Segment Start: DATASET CONTENT

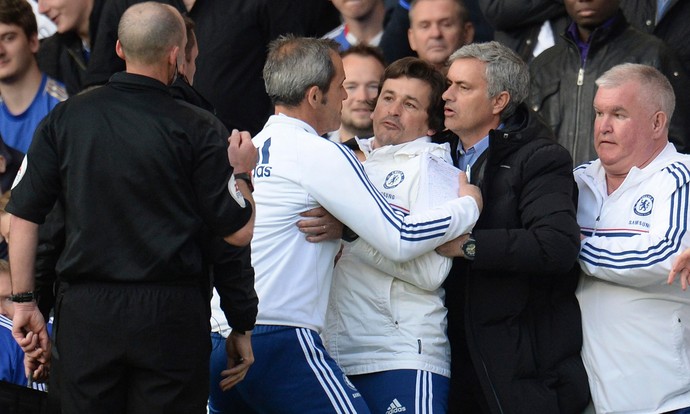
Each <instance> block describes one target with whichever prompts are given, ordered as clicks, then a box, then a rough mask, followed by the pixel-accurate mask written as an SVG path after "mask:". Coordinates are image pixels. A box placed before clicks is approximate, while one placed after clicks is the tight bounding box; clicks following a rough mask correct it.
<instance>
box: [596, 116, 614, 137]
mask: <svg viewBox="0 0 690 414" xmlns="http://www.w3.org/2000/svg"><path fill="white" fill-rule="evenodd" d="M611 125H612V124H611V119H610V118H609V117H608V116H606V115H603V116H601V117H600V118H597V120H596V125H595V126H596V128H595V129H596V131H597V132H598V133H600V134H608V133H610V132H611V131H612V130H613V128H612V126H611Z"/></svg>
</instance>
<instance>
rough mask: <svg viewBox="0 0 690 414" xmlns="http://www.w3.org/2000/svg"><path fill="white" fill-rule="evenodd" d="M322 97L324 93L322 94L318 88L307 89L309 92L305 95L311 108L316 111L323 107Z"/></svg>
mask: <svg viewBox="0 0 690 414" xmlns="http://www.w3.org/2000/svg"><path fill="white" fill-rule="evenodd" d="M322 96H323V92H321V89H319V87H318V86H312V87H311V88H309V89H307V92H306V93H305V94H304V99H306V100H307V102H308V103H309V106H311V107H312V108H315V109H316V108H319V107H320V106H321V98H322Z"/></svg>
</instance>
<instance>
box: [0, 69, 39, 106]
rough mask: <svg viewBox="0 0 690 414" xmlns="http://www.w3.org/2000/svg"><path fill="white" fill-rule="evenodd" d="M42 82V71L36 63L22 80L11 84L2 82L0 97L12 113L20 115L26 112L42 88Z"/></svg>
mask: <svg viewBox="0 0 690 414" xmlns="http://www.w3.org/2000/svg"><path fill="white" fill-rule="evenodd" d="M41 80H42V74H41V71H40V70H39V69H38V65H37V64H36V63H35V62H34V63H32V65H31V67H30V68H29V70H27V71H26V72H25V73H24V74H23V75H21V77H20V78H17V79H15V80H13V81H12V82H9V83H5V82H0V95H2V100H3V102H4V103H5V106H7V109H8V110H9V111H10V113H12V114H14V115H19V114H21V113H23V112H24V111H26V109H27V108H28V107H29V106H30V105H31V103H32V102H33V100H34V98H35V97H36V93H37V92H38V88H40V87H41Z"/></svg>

Segment End: DATASET CONTENT

• WORK INSTRUCTIONS: Give back the listing exactly, without a single picture.

• WRITTEN SOLUTION:
Each <instance> block describes one target with whichever prompts are given, ordered as clicks, then a box, then a rough mask, followed by the pixel-accurate mask written as an SVG path after "mask:". Coordinates are image pixels. A box placed before clicks is approximate, while one placed after clicks is the tight bounding box; clicks following a rough mask correct it.
<instance>
box: [596, 116, 614, 137]
mask: <svg viewBox="0 0 690 414" xmlns="http://www.w3.org/2000/svg"><path fill="white" fill-rule="evenodd" d="M611 125H612V124H611V119H610V118H609V117H608V116H606V115H603V116H601V117H600V118H597V120H596V125H595V126H596V128H595V129H596V131H597V132H598V133H600V134H608V133H610V132H611V131H612V130H613V128H612V126H611Z"/></svg>
</instance>
<instance>
rough mask: <svg viewBox="0 0 690 414" xmlns="http://www.w3.org/2000/svg"><path fill="white" fill-rule="evenodd" d="M322 97L324 93L322 94L318 88L307 89L309 92L305 95L311 108L316 111L323 107Z"/></svg>
mask: <svg viewBox="0 0 690 414" xmlns="http://www.w3.org/2000/svg"><path fill="white" fill-rule="evenodd" d="M322 96H323V92H321V89H319V87H318V86H312V87H311V88H309V89H307V92H306V93H305V94H304V99H306V100H307V102H308V103H309V106H311V107H312V108H315V109H316V108H319V107H320V106H321V98H322Z"/></svg>
</instance>
<instance>
box: [0, 69, 39, 106]
rough mask: <svg viewBox="0 0 690 414" xmlns="http://www.w3.org/2000/svg"><path fill="white" fill-rule="evenodd" d="M42 82V71L36 63L22 80L11 84L2 82L0 97L12 113L20 115L26 112L42 88Z"/></svg>
mask: <svg viewBox="0 0 690 414" xmlns="http://www.w3.org/2000/svg"><path fill="white" fill-rule="evenodd" d="M41 80H42V74H41V71H40V70H39V69H38V65H37V64H36V63H35V62H34V63H32V65H31V67H30V68H29V70H27V71H26V72H25V73H24V74H23V75H21V77H20V78H17V79H15V80H13V81H12V82H9V83H5V82H0V95H2V100H3V102H4V103H5V106H7V109H8V110H9V111H10V113H12V114H14V115H19V114H21V113H23V112H24V111H26V109H27V108H28V107H29V106H30V105H31V103H32V102H33V100H34V98H35V97H36V93H37V92H38V88H40V87H41Z"/></svg>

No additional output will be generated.